▼

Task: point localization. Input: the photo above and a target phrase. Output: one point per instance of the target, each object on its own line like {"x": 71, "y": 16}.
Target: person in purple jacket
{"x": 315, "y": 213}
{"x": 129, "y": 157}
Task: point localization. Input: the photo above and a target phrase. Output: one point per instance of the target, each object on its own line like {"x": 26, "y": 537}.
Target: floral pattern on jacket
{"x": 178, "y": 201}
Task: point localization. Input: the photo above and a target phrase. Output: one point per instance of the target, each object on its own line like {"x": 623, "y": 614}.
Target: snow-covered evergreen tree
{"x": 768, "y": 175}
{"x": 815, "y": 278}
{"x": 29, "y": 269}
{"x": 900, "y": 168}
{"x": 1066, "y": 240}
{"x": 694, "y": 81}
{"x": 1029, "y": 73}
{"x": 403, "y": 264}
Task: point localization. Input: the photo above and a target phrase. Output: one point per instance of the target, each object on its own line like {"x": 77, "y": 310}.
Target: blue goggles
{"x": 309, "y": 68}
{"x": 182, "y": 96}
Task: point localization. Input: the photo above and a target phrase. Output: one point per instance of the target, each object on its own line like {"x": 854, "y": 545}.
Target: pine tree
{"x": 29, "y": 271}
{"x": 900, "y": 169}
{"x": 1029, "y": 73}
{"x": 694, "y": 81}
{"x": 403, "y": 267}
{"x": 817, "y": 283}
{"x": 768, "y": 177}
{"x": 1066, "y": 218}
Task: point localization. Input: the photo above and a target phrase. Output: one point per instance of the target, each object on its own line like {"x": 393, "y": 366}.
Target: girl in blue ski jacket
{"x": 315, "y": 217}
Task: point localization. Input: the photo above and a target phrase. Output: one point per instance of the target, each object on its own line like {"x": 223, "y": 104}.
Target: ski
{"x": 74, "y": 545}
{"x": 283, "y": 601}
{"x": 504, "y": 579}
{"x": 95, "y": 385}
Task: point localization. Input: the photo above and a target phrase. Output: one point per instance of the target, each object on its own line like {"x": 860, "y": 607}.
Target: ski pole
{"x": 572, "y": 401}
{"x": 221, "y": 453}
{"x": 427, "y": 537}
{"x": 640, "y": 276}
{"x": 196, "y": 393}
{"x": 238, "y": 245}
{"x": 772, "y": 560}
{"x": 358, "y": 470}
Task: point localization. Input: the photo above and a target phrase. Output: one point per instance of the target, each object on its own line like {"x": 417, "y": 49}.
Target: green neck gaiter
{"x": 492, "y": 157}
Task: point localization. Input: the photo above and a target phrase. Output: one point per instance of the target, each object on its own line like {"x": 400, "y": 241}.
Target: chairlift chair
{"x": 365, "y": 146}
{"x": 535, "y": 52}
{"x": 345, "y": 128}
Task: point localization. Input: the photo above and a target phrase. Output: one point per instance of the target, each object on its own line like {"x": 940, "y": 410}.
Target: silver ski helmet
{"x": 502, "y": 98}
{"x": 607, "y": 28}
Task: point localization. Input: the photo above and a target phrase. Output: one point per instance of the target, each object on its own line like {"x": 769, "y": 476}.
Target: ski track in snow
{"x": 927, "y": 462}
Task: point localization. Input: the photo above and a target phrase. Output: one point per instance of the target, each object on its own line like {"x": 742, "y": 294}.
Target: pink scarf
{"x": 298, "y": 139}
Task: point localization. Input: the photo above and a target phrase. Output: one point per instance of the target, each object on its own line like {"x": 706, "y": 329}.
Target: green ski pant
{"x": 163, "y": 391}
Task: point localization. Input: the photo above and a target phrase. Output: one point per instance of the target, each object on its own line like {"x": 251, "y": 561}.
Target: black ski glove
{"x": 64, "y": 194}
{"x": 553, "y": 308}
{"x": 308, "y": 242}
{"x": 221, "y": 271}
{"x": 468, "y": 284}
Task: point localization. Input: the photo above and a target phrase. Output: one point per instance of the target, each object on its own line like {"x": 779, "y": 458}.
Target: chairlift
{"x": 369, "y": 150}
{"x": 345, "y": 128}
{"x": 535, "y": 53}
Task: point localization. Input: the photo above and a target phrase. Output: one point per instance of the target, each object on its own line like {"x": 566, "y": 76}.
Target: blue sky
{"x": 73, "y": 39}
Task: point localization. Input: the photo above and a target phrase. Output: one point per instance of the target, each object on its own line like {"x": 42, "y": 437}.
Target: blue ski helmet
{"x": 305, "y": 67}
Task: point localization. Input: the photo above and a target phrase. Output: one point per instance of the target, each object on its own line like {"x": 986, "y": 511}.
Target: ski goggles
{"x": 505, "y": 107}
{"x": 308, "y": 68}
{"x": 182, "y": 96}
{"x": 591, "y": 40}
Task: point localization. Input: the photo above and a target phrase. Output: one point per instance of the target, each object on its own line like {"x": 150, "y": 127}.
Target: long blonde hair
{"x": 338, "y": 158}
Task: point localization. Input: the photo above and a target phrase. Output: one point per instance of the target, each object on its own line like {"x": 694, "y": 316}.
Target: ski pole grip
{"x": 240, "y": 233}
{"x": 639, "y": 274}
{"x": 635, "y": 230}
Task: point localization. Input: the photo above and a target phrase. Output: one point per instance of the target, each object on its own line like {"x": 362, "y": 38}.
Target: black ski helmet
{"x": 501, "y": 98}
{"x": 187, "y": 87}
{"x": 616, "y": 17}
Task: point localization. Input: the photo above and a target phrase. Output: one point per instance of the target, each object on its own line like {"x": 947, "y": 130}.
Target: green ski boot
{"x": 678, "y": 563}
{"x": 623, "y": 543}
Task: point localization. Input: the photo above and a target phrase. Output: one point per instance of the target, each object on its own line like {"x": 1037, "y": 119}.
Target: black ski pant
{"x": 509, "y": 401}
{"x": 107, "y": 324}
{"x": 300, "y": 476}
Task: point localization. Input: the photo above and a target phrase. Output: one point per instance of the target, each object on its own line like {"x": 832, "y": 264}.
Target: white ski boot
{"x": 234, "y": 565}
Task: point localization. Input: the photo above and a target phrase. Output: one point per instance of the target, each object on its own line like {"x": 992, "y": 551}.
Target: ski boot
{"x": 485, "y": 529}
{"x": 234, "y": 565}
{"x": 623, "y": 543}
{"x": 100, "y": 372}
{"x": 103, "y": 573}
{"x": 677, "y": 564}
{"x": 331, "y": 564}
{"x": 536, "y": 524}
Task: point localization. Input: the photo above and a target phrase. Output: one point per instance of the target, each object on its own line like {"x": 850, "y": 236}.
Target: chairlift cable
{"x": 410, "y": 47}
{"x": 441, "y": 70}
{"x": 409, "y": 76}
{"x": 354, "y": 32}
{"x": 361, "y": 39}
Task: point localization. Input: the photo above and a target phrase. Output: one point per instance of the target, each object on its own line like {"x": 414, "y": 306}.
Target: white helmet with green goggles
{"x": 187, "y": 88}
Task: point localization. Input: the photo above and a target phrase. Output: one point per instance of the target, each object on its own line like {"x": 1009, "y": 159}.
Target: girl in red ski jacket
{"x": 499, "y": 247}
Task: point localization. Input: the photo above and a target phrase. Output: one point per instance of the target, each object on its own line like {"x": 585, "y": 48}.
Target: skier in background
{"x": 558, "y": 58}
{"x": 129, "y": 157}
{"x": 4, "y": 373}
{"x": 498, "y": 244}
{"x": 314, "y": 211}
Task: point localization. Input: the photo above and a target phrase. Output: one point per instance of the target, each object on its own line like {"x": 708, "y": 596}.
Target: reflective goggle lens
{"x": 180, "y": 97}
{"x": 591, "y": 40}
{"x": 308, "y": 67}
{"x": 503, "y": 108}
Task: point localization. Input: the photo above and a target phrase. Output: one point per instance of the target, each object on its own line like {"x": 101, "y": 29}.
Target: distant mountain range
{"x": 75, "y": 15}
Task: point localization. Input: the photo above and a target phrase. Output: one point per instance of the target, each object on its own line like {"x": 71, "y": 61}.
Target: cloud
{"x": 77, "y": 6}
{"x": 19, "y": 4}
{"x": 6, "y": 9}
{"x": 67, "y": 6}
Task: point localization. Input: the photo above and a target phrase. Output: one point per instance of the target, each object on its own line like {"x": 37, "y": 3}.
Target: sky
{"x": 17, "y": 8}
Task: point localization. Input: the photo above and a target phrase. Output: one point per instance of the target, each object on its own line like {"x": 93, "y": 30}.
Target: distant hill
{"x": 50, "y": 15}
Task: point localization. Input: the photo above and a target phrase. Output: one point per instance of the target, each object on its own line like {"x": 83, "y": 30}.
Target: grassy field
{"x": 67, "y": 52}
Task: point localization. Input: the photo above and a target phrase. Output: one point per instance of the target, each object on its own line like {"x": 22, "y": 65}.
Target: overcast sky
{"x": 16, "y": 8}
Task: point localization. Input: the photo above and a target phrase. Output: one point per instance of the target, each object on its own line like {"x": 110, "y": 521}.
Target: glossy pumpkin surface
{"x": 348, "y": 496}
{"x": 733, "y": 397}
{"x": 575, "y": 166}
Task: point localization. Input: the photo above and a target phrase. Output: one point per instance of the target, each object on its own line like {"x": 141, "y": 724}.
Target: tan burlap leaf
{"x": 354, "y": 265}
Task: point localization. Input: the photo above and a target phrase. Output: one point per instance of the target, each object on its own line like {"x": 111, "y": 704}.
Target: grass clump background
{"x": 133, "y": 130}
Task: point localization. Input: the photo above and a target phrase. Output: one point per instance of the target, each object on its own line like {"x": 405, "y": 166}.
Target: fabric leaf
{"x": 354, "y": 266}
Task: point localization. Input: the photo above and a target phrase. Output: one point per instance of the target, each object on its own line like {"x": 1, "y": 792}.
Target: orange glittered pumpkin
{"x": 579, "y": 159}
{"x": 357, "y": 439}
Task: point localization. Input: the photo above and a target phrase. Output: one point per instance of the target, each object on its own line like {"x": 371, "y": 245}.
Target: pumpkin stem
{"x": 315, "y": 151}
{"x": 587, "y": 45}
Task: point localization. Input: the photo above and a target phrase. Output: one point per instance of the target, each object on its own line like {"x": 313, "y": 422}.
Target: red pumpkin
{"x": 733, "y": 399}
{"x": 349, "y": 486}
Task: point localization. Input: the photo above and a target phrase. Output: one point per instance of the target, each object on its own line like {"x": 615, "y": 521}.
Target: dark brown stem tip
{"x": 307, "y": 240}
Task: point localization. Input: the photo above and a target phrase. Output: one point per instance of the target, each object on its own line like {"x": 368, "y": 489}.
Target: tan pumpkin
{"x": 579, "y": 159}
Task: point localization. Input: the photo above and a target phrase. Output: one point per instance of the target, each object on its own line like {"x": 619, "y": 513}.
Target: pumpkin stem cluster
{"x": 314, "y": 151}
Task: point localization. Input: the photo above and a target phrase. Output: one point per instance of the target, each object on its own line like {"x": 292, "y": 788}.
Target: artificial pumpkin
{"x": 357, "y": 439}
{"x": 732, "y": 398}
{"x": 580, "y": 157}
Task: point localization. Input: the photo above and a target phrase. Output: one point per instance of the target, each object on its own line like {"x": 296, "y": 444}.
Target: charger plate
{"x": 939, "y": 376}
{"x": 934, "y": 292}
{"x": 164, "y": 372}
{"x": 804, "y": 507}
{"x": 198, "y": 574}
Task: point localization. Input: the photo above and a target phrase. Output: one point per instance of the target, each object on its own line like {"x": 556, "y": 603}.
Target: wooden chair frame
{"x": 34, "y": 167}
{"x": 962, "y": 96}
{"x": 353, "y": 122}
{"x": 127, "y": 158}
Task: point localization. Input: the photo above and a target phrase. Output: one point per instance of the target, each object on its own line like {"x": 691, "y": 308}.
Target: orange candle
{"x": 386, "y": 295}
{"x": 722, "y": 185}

▲

Count the lines in the records that contain the word "distant", treating uppercase and lowercase as different, and give only the number.

2